***** Extract provided *****

THE BLOG
05/02/2014 05:41 pm ET Updated Feb 02, 2016

From AIDS Reporter to Children's Author? Why It's a Natural Step

I wasn't expecting the question, hadn't prepared a response, was caught entirely off-guard: "You wrote a book about AIDS... now a children's book? I'm intrigued with that." 

Scot Haney, an openly gay weatherman on Connecticut's WFSB Channel 3, was asking the question in an April 1 interview about my new book Wilhelmina Goes Wandering on the afternoon talk show he co-hosts called Better Connecticut.

My career as a journalist for the last 28 years has largely focused on health and medicine, particularly HIV/AIDS. The book Haney was referring to was Victory Deferred: How AIDS Changed Gay Life in America. I document in this 570-page history and its 1,200+ endnotes the devastation and transformation of lives and institutions wrought by the epidemic in the U.S. between 1981 and 2011, when the second edition was published.

I have also been open about my own 2005 HIV diagnosis since I "came out" about it in The Washington Post in 2006.

In fact it was an entire adult lifetime lived under the shadow of the epidemic that brought me to this moment, to writing a children's book. It's taken decades of living, and more than a little loss, to be able to articulate in the simplest images and language the transformative power of love and acceptance -- of ourselves and others who are different from us in whatever ways.

Embracing my "different" sexual orientation way back in 1981, when I was a mere tadpole of 22, was just the first step in also learning to embrace other differences: being a writer who doesn't fit the nine-to-five mold; a gardener who shirks the homophobic stereotypes with which gay men bully each other ("Of course you love flowers, dear"); an HIV-positive man who refuses to let a medical diagnosis define him.

*****

> _What you have to do_
What is the title of the children's book discussed in the blog post?

***** Supplied entries *****

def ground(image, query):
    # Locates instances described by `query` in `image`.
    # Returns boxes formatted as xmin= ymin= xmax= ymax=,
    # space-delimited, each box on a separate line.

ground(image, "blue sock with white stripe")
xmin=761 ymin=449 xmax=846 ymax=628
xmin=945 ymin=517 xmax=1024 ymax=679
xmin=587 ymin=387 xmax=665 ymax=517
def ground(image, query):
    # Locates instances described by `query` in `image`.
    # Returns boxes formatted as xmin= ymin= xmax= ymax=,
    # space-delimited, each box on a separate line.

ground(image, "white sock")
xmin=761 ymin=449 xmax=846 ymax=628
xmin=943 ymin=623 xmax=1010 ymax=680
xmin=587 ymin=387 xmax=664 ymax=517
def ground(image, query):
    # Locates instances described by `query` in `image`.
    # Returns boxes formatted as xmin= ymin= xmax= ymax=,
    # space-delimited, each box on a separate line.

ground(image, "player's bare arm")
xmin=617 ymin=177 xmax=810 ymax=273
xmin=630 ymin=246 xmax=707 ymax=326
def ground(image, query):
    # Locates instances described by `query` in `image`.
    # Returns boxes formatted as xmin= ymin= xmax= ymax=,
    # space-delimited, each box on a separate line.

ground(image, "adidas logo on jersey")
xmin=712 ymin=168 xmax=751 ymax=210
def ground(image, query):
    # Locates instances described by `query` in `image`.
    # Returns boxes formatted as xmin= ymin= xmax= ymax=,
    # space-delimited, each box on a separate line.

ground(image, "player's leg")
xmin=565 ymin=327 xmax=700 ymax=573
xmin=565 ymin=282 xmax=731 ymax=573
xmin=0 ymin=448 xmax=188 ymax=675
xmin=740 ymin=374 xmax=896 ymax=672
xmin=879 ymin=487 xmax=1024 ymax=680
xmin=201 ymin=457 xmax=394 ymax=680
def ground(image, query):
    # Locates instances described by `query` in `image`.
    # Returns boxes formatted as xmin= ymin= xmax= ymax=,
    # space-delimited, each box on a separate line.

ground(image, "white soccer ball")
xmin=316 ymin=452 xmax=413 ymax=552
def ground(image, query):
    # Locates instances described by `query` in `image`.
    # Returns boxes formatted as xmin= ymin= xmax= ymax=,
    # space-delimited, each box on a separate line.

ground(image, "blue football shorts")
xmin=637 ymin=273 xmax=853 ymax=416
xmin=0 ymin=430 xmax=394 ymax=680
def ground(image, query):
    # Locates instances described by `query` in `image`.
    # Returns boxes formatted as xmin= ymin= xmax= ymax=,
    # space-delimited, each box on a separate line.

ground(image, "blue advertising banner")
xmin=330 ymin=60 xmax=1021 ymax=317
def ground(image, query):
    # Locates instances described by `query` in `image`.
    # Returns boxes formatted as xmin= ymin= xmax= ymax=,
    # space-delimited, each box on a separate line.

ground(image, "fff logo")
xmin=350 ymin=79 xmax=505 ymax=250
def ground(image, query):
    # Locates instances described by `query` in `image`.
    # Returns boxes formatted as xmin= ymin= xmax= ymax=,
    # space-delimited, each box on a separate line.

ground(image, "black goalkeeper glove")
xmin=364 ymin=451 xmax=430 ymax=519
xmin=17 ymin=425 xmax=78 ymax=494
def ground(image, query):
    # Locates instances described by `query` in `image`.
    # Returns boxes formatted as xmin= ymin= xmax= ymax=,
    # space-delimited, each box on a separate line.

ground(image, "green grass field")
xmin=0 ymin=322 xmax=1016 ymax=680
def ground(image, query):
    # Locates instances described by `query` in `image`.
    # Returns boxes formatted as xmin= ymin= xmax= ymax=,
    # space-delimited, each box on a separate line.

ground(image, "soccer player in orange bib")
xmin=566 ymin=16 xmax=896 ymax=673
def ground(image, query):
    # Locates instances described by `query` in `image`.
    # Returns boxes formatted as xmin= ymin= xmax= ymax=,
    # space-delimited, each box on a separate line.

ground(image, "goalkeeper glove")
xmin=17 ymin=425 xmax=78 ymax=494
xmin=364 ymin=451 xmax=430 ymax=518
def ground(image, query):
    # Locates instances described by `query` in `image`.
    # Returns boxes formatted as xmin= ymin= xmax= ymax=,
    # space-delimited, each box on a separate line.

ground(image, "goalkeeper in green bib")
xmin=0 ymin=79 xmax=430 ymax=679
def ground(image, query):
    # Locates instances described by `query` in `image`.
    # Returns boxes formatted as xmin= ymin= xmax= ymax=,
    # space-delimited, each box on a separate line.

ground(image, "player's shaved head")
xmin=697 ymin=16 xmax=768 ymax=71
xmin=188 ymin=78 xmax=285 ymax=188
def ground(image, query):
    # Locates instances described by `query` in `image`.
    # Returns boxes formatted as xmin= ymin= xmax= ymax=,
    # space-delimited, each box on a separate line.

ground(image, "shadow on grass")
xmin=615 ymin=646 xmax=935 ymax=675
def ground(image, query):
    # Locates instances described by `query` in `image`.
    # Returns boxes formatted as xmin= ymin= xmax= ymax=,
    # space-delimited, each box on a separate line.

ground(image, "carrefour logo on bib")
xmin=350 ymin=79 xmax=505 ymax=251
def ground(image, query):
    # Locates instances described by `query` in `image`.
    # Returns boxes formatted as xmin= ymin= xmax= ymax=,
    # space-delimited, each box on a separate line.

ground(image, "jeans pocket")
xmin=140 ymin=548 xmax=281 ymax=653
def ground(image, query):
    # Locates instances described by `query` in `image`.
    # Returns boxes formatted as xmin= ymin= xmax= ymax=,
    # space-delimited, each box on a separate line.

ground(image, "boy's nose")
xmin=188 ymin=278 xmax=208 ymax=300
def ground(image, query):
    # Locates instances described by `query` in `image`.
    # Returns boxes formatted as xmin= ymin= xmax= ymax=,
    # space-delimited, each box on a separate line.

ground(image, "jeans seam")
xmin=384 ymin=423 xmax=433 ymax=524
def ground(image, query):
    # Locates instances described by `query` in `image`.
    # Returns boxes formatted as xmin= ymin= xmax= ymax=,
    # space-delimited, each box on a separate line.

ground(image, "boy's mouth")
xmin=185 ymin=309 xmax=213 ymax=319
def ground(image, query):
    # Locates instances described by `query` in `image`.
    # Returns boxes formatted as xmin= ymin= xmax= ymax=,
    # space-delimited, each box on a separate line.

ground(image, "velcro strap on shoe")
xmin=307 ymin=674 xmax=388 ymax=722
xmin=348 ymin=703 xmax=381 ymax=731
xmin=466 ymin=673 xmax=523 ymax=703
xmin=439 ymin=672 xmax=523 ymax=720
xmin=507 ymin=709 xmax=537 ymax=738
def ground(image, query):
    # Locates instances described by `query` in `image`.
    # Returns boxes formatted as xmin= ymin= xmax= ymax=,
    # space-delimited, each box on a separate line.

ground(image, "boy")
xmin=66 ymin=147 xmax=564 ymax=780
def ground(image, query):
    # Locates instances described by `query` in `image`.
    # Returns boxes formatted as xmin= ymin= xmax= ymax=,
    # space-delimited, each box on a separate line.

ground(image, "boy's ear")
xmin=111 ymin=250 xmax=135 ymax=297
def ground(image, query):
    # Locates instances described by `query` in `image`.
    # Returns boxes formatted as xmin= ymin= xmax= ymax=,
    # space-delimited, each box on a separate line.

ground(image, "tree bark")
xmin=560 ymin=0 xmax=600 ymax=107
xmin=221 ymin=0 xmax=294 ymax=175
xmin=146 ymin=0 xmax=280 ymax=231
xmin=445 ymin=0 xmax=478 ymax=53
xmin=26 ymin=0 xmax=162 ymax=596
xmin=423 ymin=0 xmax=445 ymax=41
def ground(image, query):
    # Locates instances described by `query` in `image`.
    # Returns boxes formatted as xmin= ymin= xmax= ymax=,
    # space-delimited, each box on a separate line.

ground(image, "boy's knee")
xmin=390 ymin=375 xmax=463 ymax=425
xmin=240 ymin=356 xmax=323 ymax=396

*****

> _Reply_
Wilhelmina Goes Wandering